• _Exercise prompt_
In the New Year post below about enrichment training challenges, rewrite the passage from "Happy New Year" to "in the book.", swapping "blog posts" for "articles".

• _Text segment_
Happy New Year everyone! I can’t believe we’re already into our 2nd year of training challenges. Thank you to everyone who has participated thus far and posted your progress on social media. I’m excited to get this year started!
A little debrief about training challenges this year: they’re all enrichment-focused! Most of you know by now that our book, Canine Enrichment for the Real World, came out a few months ago (a huge thank you to everyone who’s purchased!) In honor of that, we decided to go through the book and set a training challenge based on the different categories of enrichment. So if you find yourself needing a little extra help in completing challenges in addition to the FB Live videos and these blog posts, there is plenty more info in the book.

• _Rows_
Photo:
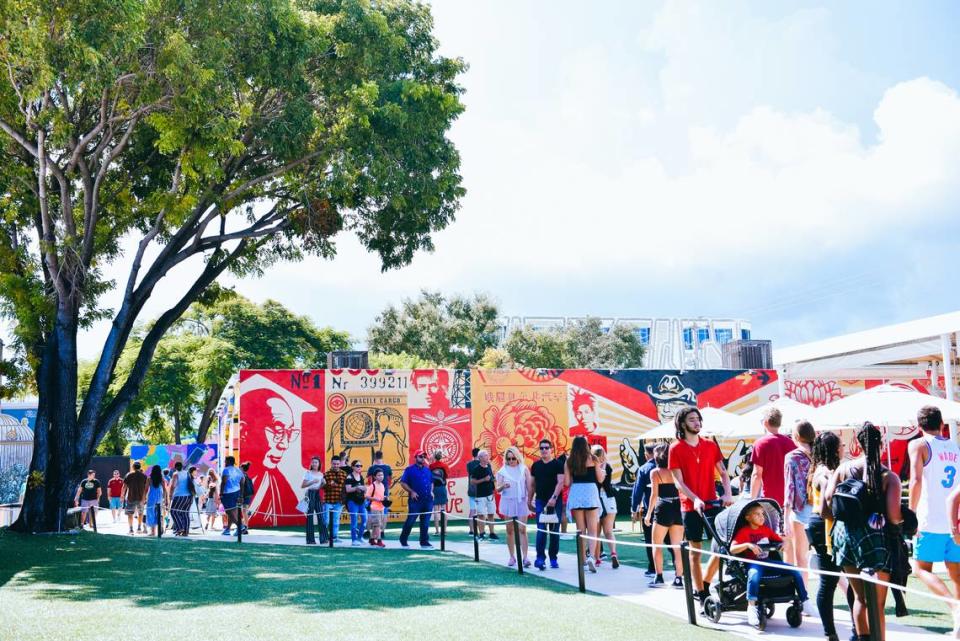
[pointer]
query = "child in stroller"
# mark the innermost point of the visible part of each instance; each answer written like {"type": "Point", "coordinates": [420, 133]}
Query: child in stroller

• _Result below_
Happy New Year everyone! I can’t believe we’re already into our 2nd year of training challenges. Thank you to everyone who has participated thus far and posted your progress on social media. I’m excited to get this year started!
A little debrief about training challenges this year: they’re all enrichment-focused! Most of you know by now that our book, Canine Enrichment for the Real World, came out a few months ago (a huge thank you to everyone who’s purchased!) In honor of that, we decided to go through the book and set a training challenge based on the different categories of enrichment. So if you find yourself needing a little extra help in completing challenges in addition to the FB Live videos and these articles, there is plenty more info in the book.